-- Opening Marker --

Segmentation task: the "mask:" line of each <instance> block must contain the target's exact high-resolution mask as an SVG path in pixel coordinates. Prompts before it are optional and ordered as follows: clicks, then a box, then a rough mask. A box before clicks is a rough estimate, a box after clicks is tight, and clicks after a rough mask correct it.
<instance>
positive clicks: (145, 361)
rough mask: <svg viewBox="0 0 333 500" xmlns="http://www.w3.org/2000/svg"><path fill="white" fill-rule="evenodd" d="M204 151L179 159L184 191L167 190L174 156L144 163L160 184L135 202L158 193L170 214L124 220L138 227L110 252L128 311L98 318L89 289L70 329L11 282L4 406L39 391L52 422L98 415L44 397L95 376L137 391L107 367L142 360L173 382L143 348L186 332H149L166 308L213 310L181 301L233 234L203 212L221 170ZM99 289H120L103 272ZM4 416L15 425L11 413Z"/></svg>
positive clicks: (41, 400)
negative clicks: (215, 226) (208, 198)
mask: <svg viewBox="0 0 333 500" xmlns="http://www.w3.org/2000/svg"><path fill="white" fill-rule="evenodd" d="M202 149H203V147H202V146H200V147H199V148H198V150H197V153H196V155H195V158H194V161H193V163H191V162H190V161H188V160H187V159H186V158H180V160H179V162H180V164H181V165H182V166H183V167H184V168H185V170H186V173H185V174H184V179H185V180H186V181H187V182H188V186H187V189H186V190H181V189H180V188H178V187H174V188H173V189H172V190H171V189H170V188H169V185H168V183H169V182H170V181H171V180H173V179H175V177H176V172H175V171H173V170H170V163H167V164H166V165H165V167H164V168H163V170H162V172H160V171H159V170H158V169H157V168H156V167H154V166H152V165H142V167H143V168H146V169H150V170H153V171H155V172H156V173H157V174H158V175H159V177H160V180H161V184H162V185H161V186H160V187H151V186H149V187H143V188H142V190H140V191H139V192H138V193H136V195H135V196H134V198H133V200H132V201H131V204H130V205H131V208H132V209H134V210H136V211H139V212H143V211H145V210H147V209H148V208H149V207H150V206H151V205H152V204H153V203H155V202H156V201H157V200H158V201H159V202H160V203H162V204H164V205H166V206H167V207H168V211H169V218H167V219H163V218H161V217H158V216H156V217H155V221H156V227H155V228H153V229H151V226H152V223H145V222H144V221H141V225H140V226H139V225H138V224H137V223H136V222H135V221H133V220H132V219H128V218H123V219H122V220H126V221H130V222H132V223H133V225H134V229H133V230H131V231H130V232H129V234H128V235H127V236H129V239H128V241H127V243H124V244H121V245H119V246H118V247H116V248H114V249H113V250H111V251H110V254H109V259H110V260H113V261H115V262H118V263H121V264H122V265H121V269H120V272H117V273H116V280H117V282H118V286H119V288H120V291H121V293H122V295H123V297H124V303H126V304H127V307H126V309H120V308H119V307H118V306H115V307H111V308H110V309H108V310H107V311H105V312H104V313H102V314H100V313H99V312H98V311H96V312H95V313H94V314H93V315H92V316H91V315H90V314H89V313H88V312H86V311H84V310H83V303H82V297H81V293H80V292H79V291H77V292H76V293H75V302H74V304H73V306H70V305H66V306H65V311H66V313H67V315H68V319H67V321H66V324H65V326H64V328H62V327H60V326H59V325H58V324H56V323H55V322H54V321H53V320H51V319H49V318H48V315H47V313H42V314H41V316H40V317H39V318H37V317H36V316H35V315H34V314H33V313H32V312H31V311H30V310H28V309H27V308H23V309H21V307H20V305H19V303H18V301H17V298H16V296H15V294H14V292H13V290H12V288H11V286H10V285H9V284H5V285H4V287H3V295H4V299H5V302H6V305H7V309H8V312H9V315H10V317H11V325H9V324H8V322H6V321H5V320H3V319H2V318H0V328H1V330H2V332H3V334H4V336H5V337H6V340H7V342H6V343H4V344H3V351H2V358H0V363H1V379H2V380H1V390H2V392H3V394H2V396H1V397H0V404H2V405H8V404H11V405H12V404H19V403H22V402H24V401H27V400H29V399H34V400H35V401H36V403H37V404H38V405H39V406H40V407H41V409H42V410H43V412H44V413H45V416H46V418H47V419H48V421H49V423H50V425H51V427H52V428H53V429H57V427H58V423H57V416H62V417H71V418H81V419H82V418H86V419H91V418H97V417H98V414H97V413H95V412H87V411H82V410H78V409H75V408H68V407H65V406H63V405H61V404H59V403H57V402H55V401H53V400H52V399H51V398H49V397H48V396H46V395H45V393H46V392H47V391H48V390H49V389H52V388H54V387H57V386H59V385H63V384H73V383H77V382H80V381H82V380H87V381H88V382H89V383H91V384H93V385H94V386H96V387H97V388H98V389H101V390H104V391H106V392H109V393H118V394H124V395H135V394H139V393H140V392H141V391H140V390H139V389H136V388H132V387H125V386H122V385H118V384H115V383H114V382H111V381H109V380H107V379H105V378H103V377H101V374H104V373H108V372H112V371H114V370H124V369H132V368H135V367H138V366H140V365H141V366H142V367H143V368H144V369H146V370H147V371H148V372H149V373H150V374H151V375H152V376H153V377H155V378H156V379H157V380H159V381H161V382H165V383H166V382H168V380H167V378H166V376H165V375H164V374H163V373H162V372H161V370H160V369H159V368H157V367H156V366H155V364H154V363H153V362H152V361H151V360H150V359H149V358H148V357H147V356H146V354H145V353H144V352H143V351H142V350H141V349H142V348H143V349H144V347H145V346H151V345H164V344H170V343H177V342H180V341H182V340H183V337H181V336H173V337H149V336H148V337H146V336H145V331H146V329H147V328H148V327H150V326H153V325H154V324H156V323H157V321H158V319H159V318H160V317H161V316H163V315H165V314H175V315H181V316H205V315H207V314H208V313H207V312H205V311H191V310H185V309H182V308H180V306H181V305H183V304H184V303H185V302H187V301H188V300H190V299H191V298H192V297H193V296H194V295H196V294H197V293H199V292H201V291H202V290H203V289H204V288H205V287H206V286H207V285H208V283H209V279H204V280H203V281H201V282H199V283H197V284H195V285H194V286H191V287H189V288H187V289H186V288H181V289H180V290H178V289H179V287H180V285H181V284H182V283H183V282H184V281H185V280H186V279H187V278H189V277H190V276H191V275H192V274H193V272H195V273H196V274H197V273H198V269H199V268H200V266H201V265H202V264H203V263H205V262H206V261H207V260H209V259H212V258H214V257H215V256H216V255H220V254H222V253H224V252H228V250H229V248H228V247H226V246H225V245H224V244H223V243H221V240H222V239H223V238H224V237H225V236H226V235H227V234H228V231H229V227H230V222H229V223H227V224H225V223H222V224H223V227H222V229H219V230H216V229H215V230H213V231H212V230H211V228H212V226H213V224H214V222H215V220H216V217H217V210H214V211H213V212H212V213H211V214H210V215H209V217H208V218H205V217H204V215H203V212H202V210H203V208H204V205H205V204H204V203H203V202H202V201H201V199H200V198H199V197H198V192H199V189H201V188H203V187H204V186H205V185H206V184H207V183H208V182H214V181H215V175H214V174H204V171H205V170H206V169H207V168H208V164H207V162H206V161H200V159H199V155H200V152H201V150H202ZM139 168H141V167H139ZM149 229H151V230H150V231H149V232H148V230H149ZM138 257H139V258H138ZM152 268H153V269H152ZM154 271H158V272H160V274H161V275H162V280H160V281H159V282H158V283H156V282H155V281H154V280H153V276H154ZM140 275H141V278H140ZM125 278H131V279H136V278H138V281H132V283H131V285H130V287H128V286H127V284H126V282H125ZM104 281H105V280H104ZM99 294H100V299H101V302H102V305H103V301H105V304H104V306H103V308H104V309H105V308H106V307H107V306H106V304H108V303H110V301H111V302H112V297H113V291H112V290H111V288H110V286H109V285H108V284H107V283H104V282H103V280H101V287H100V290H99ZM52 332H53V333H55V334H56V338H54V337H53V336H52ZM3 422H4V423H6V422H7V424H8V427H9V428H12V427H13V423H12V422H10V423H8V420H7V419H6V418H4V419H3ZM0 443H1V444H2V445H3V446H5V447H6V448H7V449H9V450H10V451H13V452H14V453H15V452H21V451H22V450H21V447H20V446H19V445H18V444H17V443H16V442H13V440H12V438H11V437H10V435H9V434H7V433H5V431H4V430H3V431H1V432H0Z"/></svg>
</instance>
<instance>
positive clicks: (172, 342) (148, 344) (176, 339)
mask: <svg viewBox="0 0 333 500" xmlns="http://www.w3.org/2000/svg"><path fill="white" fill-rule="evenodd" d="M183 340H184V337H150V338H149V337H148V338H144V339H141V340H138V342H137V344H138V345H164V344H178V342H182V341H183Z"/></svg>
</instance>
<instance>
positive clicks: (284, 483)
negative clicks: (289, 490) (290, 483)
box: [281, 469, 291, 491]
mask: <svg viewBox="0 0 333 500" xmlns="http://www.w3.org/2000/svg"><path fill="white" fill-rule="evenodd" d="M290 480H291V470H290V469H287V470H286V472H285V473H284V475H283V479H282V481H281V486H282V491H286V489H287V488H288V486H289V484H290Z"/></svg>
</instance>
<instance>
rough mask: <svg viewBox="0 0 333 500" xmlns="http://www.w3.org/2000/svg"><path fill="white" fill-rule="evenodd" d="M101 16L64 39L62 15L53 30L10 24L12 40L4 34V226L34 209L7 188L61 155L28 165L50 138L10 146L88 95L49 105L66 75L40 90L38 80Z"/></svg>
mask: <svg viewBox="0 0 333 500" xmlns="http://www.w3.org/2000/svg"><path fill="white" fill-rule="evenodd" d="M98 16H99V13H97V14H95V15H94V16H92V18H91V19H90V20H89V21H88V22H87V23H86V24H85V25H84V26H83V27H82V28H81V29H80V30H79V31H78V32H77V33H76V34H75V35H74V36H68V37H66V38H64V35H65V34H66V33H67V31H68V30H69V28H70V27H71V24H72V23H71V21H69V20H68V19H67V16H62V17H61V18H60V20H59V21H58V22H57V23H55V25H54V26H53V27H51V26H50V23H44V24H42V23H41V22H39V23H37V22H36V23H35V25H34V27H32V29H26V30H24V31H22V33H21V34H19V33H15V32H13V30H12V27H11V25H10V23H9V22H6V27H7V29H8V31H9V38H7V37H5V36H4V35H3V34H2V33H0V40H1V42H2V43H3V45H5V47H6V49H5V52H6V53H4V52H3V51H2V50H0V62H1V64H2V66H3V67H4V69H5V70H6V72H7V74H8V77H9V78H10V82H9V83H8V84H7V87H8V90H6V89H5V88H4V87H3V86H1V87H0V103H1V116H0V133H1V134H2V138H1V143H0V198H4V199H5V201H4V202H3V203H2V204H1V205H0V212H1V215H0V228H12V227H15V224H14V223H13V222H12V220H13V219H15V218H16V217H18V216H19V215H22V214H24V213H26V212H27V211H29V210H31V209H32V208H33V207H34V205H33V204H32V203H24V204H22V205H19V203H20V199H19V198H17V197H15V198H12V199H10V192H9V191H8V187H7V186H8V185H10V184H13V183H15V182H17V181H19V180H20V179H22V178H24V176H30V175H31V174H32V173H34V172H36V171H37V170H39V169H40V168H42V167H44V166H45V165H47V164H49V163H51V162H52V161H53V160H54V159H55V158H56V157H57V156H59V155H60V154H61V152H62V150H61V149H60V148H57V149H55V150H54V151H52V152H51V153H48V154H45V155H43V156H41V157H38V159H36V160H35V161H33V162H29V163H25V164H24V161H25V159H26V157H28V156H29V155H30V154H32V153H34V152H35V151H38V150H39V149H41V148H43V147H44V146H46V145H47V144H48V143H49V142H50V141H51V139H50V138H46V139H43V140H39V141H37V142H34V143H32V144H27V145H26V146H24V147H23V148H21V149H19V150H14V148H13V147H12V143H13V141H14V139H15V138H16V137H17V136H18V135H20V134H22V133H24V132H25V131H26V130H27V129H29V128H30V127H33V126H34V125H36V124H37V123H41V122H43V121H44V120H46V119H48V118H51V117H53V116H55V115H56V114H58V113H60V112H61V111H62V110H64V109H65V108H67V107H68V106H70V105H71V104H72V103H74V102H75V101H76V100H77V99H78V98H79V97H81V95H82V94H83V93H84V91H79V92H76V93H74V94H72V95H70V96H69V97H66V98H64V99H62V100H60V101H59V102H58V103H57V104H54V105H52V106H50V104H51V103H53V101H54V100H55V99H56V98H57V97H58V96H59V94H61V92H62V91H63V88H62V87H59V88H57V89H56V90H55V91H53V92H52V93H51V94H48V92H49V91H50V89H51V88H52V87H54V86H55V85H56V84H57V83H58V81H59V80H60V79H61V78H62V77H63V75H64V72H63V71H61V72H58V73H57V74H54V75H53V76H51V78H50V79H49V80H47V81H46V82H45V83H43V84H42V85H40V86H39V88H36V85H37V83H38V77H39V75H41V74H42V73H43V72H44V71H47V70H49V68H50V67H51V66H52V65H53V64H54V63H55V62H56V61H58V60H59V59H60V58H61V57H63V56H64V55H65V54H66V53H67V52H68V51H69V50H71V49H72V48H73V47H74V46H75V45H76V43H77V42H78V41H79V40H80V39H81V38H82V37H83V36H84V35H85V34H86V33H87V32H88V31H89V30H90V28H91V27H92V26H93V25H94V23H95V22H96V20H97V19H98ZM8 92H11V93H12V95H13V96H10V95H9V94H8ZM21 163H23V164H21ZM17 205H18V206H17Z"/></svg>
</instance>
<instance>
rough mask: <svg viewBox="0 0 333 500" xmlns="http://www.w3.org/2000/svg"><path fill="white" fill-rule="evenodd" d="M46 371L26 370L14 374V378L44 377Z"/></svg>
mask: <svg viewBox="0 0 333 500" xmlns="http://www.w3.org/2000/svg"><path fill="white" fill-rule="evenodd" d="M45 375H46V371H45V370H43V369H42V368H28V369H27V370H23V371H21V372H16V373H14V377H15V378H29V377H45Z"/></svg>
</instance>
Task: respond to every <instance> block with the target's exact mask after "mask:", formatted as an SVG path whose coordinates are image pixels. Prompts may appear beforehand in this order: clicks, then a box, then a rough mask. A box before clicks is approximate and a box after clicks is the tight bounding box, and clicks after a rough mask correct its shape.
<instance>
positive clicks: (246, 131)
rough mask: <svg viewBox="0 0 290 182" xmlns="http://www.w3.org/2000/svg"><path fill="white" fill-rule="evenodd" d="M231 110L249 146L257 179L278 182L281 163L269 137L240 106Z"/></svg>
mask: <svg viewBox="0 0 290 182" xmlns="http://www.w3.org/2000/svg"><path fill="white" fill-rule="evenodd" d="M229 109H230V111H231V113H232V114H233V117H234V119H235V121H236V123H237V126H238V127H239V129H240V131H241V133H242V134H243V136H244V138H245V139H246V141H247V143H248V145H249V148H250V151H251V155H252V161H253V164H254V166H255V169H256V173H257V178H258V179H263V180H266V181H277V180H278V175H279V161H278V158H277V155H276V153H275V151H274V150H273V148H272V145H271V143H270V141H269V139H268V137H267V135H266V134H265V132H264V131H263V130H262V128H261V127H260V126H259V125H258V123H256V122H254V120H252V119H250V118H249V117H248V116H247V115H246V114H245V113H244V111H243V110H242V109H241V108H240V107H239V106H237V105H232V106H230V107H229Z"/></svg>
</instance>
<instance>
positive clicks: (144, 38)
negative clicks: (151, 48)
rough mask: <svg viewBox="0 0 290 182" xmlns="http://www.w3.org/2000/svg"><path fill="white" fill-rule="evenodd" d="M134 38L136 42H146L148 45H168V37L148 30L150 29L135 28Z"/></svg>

-- Closing Marker --

Task details: Go through the material and report each line that holds the string "exact".

Output for this task:
Segmentation task: the "mask:" line of each <instance> block must contain the target's exact high-resolution mask as an SVG path in pixel coordinates. Prompts before it are optional and ordered as follows: clicks, then a box, then a rough mask. A box before clicks is a rough estimate, a box after clicks is tight, and clicks after a rough mask correct it.
Task: respond to every <instance> block with the target's exact mask after "mask:", formatted as an SVG path whose coordinates are image pixels. Prompts may appear beforehand in this order: clicks, then a box, then a rough mask. A box before clicks is approximate and a box after clicks is the tight bounding box, and clicks after a rough mask correct its shape.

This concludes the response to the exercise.